Would you restate all the data that follows, word for word?

Record set: Begin

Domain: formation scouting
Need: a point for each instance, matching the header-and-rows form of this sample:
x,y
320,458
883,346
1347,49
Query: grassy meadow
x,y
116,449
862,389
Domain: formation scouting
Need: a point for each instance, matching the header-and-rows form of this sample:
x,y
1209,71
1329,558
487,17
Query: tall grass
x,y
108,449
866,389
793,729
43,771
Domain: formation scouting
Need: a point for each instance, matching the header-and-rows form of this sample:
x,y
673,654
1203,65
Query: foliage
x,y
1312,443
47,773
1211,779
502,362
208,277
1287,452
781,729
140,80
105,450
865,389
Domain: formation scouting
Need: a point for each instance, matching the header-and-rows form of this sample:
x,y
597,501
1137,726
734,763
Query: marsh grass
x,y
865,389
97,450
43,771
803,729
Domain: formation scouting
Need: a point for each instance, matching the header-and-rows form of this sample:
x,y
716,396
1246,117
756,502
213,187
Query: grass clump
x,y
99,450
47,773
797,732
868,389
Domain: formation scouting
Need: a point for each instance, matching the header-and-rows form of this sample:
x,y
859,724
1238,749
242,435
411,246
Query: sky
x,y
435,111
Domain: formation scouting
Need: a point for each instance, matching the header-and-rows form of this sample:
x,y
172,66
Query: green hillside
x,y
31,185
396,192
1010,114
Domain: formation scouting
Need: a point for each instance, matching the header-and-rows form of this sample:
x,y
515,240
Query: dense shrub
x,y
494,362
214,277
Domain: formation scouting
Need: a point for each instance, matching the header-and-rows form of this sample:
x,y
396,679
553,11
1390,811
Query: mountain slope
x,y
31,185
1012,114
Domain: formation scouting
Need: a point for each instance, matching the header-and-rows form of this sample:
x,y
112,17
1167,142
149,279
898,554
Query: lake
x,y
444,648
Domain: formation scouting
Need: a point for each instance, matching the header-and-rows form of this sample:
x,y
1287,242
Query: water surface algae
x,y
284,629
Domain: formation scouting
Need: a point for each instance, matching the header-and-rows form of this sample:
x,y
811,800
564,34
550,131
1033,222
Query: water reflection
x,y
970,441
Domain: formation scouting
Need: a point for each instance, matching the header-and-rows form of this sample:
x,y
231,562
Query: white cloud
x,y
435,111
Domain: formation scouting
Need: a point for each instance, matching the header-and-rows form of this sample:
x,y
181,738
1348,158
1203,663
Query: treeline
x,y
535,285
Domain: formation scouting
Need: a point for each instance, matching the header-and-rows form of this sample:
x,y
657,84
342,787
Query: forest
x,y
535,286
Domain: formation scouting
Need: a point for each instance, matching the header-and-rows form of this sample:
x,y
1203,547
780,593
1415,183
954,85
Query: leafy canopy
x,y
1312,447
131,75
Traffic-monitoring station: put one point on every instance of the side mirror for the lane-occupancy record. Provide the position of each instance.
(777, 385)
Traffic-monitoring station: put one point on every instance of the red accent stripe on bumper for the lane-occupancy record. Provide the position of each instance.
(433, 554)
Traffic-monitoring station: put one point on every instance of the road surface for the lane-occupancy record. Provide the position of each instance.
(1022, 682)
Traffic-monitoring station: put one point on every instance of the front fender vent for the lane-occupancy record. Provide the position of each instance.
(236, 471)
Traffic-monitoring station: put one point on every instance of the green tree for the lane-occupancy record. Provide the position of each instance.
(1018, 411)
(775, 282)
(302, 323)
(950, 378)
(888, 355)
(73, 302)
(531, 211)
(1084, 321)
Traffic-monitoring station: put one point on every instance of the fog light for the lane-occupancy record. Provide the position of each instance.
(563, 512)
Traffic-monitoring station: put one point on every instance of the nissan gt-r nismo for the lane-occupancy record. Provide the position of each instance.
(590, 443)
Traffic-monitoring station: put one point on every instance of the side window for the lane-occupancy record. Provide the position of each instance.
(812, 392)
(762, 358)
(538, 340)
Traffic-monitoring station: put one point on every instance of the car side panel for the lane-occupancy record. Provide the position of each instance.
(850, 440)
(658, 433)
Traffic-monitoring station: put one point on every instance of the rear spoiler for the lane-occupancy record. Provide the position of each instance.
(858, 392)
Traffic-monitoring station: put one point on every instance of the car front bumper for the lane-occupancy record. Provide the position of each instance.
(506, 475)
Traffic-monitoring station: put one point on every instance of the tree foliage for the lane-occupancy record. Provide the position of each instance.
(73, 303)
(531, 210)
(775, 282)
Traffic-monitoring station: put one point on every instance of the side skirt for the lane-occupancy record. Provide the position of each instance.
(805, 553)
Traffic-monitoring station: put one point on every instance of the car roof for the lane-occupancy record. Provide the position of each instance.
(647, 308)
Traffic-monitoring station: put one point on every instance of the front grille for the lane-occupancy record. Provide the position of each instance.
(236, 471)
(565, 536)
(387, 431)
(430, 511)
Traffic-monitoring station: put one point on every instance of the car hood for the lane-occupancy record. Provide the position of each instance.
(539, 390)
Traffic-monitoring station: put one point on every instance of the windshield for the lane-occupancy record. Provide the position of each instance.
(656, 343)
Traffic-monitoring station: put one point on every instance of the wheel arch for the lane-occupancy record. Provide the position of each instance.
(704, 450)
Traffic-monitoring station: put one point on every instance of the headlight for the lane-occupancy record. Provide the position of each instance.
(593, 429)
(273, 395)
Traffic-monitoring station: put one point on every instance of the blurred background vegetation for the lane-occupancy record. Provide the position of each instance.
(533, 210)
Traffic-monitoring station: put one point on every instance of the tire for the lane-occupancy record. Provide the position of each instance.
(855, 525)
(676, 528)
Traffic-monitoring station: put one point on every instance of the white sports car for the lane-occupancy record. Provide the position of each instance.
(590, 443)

Record set: End

_Your solution_
Domain: formation scouting
Need: a point for each instance, matching the header-and-rows form of this sample:
x,y
320,458
883,346
1347,49
Query: grassy meadow
x,y
116,449
862,389
Domain: formation scouting
Need: a point for each instance, matching the header-and-rows form of this sample:
x,y
1209,71
1329,558
487,17
Query: tall grass
x,y
108,449
866,389
793,729
43,771
Domain: formation scouting
Need: a point for each instance, matching the header-and-rows form of this sample:
x,y
673,654
1203,65
Query: foliage
x,y
1312,443
47,773
1211,779
502,362
208,277
1287,452
781,729
140,80
105,450
865,389
Domain: formation scouting
Need: a point for each instance, matching the header-and-rows form of this sample:
x,y
597,501
1137,726
734,763
Query: marsh grass
x,y
865,389
97,450
43,771
803,729
Domain: formation scouting
Need: a point for each instance, matching the header-and-rows form of this sample:
x,y
716,396
1246,117
756,502
213,187
Query: grass clump
x,y
99,450
47,773
797,732
868,389
Domain: formation scouting
Need: a point for each instance, matching the header-and-rows form of this sample:
x,y
859,724
1238,749
242,435
411,246
Query: sky
x,y
435,111
Domain: formation scouting
Need: a point for each instance, matching the header-and-rows form of this sample:
x,y
172,66
Query: green hillside
x,y
31,185
396,192
1010,114
Domain: formation scouting
Need: a point for each instance, matching the header-and-rows form of this sample:
x,y
515,240
Query: dense shrub
x,y
494,362
214,277
Domain: formation scouting
Need: a point for each instance, matching the header-and-rows form of this sample:
x,y
396,679
553,11
1390,811
Query: mountain slope
x,y
31,185
1012,114
Domain: formation scouting
Need: a point for each instance, matching the header-and-rows form of this sample:
x,y
112,17
1167,142
149,279
898,554
Query: lake
x,y
444,648
Domain: formation scouting
Need: a point for each instance, matching the header-and-rows form of this sample:
x,y
1287,242
Query: water surface algae
x,y
284,629
Domain: formation scouting
Need: a point for each instance, matching the header-and-rows form of this sample:
x,y
811,800
564,34
550,131
1033,222
Query: water reflection
x,y
970,441
Domain: formation scouting
Need: a point for each instance, matching the header-and-rows form of this sample:
x,y
231,562
Query: white cloud
x,y
435,111
Domain: formation scouting
Need: a point for each instance, matching the header-and-rows form of this sample:
x,y
181,738
1348,158
1203,663
Query: treeline
x,y
535,285
Domain: formation scouting
Need: a point for each instance, matching the header-and-rows form of this sample:
x,y
657,84
342,787
Query: forest
x,y
535,286
Domain: formation scouting
Need: a point for each instance, matching the header-and-rows form of this sample:
x,y
1203,547
780,593
1415,183
954,85
Query: leafy canopy
x,y
1312,447
131,75
Traffic-monitoring station: put one point on every instance of the side mirror for the lane-occupancy record. Provide the position of each instance.
(777, 385)
Traffic-monitoring station: put one point on every instance of the red accent stripe on bumper for the lane-occupancy record. Provide the position of each instance.
(433, 554)
Traffic-monitoring station: put one point on every instance of the road surface for the lane-occupancy record. Provide the position of each instance.
(1022, 682)
Traffic-monitoring station: put one point on every instance of the front fender vent for the lane-occupancy record. Provide the position of each instance.
(236, 471)
Traffic-monitoring station: put one point on every instance of the green tree for the lane-occupancy record. Provide the position of each instance.
(1018, 411)
(775, 282)
(302, 323)
(950, 378)
(888, 355)
(73, 302)
(531, 211)
(1084, 321)
Traffic-monitoring station: put one point on every instance of the fog light for the lane-occupancy record. Provide the position of each instance.
(563, 512)
Traffic-monitoring station: put one point on every instance of the nissan gt-r nismo for the lane-occupancy record. Provide the position of each instance.
(590, 443)
Traffic-monitoring station: put one point on every instance of the side window for the lane-occupancy record. Provide the position of each instance.
(812, 392)
(762, 358)
(538, 340)
Traffic-monitoring station: put one point on every instance of the car side panel for the lane-occupancy record. Provide the position of each instance.
(850, 440)
(658, 433)
Traffic-monitoring station: put one point on every instance of the rear spoiler for the lane-occupancy record. Provide the position of each instance.
(858, 392)
Traffic-monitoring station: put one point on every instance of the car front bumper for the lane-occupancy record. Provide the position of each instance.
(506, 475)
Traffic-monitoring station: put one point on every instance of the tree foliage for the lane-occupancy record. Provide the position of each instance.
(73, 303)
(531, 210)
(775, 282)
Traffic-monitoring station: put one point on every instance of the side skirt for the lane-occupancy record. Provide the position of each instance.
(805, 553)
Traffic-monitoring station: put one point on every instance of the car roof for the lane-occupancy record. Provide the position of each instance.
(647, 308)
Traffic-monitoring station: put one point on every instance of the front grille for the lane-occupancy record. Provide the position of each instance.
(236, 471)
(565, 536)
(387, 431)
(430, 511)
Traffic-monitoring station: put one point on every instance of the car hood for the lane-occupancy record. Provide the position of each instance.
(539, 390)
Traffic-monitoring station: put one point on every instance of the windshield for the lane-occupancy record. Provide the position of each instance.
(656, 343)
Traffic-monitoring station: put one point on every instance of the wheel arch for the lane-occupancy record. Provide the position of each instance.
(704, 450)
Traffic-monitoring station: put one point on every instance of the headlight for the lane-occupancy record. Provide the position of each instance.
(593, 429)
(273, 395)
Traffic-monitoring station: put one point on every instance of the blurred background vegetation for the lane-occupancy record. Provide the position of each instance.
(533, 210)
Traffic-monitoring station: put one point on every instance of the tire for the lane-occupancy record. Provide the position of each instance.
(855, 525)
(676, 528)
Traffic-monitoring station: put one point on every instance of the white sports car for the lane-occupancy record. Provide the position of each instance.
(590, 443)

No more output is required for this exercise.